[GIVEN TASK]: Retype all of the entries below exactly as they appear, line for line. Leave the pictures out of your answer.

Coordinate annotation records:
────────────────────
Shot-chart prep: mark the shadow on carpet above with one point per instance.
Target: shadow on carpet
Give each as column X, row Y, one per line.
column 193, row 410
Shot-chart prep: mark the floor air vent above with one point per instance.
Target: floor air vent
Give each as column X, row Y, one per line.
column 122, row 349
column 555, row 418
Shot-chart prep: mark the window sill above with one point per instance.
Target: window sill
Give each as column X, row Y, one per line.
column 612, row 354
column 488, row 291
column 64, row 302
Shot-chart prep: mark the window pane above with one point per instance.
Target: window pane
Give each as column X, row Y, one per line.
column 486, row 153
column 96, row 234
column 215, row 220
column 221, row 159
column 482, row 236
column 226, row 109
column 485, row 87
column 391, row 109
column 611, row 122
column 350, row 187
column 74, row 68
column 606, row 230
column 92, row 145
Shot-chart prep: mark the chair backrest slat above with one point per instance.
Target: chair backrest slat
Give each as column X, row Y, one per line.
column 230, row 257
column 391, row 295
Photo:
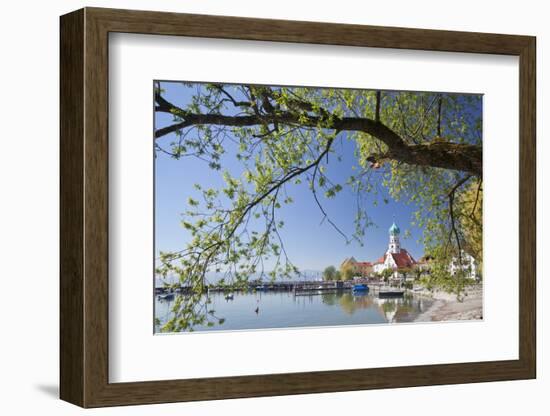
────────────────────
[RESPONSE TO THIS TASK]:
Shot-chart prep: mark the shadow on carpet above with one point per instance.
Target: shadow on carpet
Give each as column X, row Y, one per line.
column 193, row 410
Shot-chart prep: mark the floor air vent above with one point per instance.
Target: floor air vent
Give each as column X, row Y, one per line.
column 122, row 349
column 555, row 418
Shot-chart prep: mark the window sill above with one point per instance.
Target: window sill
Give each as column X, row Y, one per line.
column 612, row 354
column 488, row 291
column 64, row 302
Shot-chart prep: mark the window pane above with one point per instance.
Target: window pane
Give each as column X, row Y, one per line.
column 486, row 153
column 96, row 234
column 215, row 220
column 221, row 159
column 482, row 236
column 226, row 109
column 485, row 87
column 391, row 109
column 611, row 122
column 350, row 187
column 74, row 68
column 606, row 230
column 92, row 145
Shot-chart prep: mark the chair backrest slat above with one point per instance.
Target: chair backrest slat
Give each as column X, row Y, one per line.
column 230, row 257
column 391, row 295
Photo:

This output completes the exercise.